Print every line of the data below without changing anything, and leave the pictures out.

---------- INFORMATION SUPPLIED

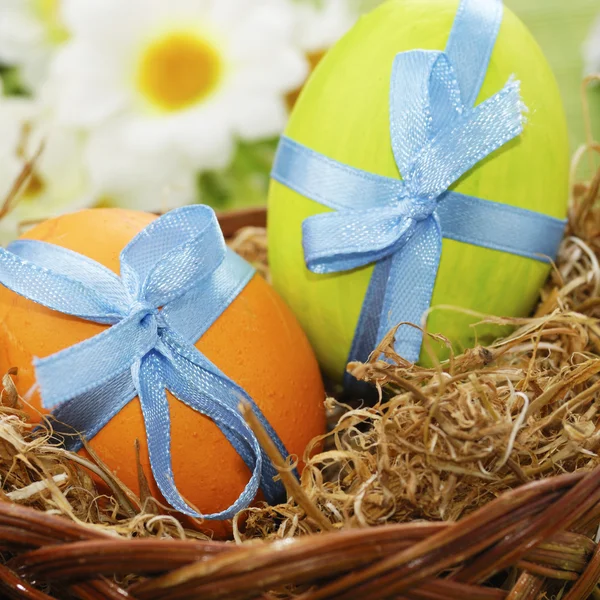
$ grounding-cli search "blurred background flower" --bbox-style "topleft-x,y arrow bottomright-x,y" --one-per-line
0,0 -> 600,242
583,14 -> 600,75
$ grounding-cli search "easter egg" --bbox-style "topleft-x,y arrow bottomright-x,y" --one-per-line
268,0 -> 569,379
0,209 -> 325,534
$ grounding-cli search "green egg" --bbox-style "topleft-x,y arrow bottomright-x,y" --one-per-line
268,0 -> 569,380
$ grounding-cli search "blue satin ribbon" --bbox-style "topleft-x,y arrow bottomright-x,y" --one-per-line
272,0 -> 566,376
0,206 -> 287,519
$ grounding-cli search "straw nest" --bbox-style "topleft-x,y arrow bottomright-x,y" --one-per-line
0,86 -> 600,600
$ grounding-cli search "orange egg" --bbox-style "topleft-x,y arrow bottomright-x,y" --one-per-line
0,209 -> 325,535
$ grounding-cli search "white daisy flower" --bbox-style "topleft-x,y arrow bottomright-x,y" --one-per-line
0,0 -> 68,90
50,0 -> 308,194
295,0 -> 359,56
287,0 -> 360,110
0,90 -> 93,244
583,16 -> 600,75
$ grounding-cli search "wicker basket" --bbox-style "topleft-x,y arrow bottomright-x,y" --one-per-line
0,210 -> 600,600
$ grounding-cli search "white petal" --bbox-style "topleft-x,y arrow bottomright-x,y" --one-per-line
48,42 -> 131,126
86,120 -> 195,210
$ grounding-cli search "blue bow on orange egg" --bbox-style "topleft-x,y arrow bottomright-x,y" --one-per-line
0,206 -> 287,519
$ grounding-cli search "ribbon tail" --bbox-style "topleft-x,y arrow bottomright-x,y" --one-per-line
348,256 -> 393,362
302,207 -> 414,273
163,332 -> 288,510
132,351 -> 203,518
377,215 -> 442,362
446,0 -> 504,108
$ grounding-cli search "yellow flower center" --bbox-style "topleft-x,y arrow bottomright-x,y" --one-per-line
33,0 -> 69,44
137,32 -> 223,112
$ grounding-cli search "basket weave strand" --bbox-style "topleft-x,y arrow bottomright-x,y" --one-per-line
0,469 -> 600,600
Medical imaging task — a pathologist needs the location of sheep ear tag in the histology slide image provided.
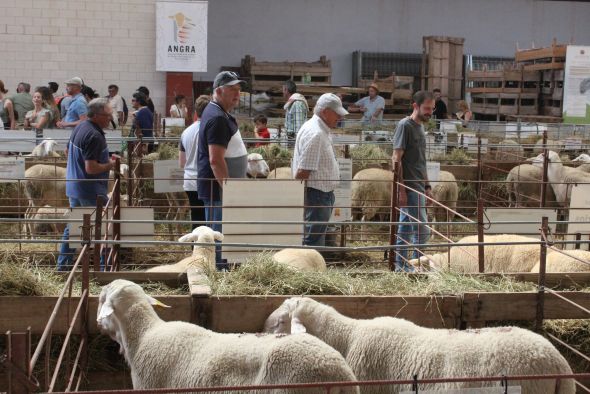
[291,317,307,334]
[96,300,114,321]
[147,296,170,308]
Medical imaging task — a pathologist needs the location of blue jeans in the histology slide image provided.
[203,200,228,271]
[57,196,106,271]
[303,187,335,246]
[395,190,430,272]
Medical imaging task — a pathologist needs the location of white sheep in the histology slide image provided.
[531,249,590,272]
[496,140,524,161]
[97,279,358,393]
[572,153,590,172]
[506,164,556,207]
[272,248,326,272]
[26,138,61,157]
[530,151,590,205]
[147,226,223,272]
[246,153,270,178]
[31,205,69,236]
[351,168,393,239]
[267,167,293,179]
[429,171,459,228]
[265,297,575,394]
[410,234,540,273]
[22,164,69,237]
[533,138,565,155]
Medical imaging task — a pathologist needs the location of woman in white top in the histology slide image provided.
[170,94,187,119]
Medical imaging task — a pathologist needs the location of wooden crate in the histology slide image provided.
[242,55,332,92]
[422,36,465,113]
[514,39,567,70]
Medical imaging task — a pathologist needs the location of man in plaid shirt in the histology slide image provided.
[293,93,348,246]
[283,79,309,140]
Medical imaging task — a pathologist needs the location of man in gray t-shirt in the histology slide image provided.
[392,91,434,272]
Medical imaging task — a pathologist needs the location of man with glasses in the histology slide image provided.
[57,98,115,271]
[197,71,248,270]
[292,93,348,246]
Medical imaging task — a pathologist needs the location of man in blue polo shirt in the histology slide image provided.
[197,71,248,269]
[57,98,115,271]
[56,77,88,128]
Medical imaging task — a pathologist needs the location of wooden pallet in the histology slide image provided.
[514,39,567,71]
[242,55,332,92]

--------------------

## RESPONSE FOR THIS EXERCISE
$ grounding-cli search "blurred background flower" --bbox-style "topleft-x,y arrow bottomright-x,y" --one-per-line
0,0 -> 600,242
583,14 -> 600,75
$ grounding-cli search "easter egg" --bbox-style "topleft-x,y arrow bottomright-x,y" --one-per-line
268,0 -> 569,379
0,209 -> 325,534
$ grounding-cli search "green egg" --bbox-style "topleft-x,y arrow bottomright-x,y" --one-per-line
268,0 -> 569,380
$ grounding-cli search "blue satin ribbon" --bbox-style "topleft-x,y arrow bottomright-x,y" --one-per-line
272,0 -> 566,376
0,206 -> 287,519
$ grounding-cli search "straw nest" --bbox-style "topleft-x,y arrow bottomright-x,y" --one-per-line
0,86 -> 600,600
$ grounding-cli search "orange egg" --bbox-style "topleft-x,y arrow bottomright-x,y" --one-per-line
0,209 -> 325,535
$ grounding-cli search "white daisy flower" --bbox-style "topleft-x,y arrow bottomright-x,y" --one-per-line
0,0 -> 68,90
50,0 -> 308,194
295,0 -> 359,56
287,0 -> 360,110
0,90 -> 93,244
583,16 -> 600,75
$ grounding-cli search "wicker basket" --bbox-style "topleft-x,y arrow bottomright-x,y" --one-per-line
0,210 -> 600,600
$ grounding-cli search "white petal" --bbox-style "topleft-x,y arrow bottomright-x,y" --one-per-line
48,42 -> 131,126
86,120 -> 195,210
$ grounding-cli search "blue bow on orange egg" --bbox-style "topleft-x,y arrow bottomright-x,y" --one-per-line
0,206 -> 287,519
$ grounding-cli search "ribbon tail" --bbox-style "topleft-x,y arrow bottomright-x,y" --one-per-line
348,256 -> 393,362
302,207 -> 414,273
163,332 -> 288,510
132,351 -> 203,518
377,215 -> 442,362
446,0 -> 504,108
$ grounding-cli search "yellow flower center" --bbox-style "topleft-x,y arrow bottomright-x,y" --one-per-line
33,0 -> 69,44
137,32 -> 223,112
$ grounding-cli search "basket weave strand" --bbox-style "topleft-x,y arrow bottomright-x,y" --one-per-line
0,469 -> 600,600
Medical imaging task — a pathologist needs the location of sheep ear tag in the histology slide image provided.
[291,317,307,334]
[96,300,114,321]
[147,296,170,308]
Medical imaging task — a pathologist needs the location of blue jeans in the histology slide image provided.
[203,200,228,271]
[57,196,106,271]
[303,187,335,246]
[395,190,430,272]
Medical imaging task — a pathologist needs the location of white sheep in the histology slide image provided.
[531,249,590,272]
[496,140,524,161]
[97,279,358,393]
[572,153,590,172]
[506,164,556,207]
[272,248,326,272]
[26,138,61,157]
[530,151,590,205]
[147,226,223,272]
[246,153,270,178]
[31,205,69,236]
[351,168,393,239]
[267,167,293,179]
[429,171,459,228]
[265,297,575,394]
[410,234,540,273]
[22,164,69,237]
[533,138,565,155]
Medical imaging task — a pathologist needs the location of woman in white top in the histology slide image provided.
[170,94,187,119]
Medical imaging task — a pathologist needs the location of wooden crate in the histology slide image provided.
[242,55,332,92]
[422,36,465,113]
[514,39,567,70]
Medical imaging task — a pathologist needs the location of man in plaid shirt in the histology slide image provided.
[293,93,348,246]
[283,79,309,140]
Medical imaging task — a pathologist needs the location of man in gray t-shirt in the histology slide image provided.
[392,91,434,272]
Medical imaging task — a pathologist needs the location of man with glasses in the histology slide image provided.
[57,98,115,271]
[197,71,248,270]
[292,93,348,246]
Medical imaging task — a pathologist needs the location of man in blue polo shirt in the histology slide image provided.
[197,71,248,269]
[57,98,115,271]
[56,77,88,128]
Medical imaging task — a pathologist needs the location of wooden pallet in the histology slide image provided.
[514,39,567,71]
[242,55,332,92]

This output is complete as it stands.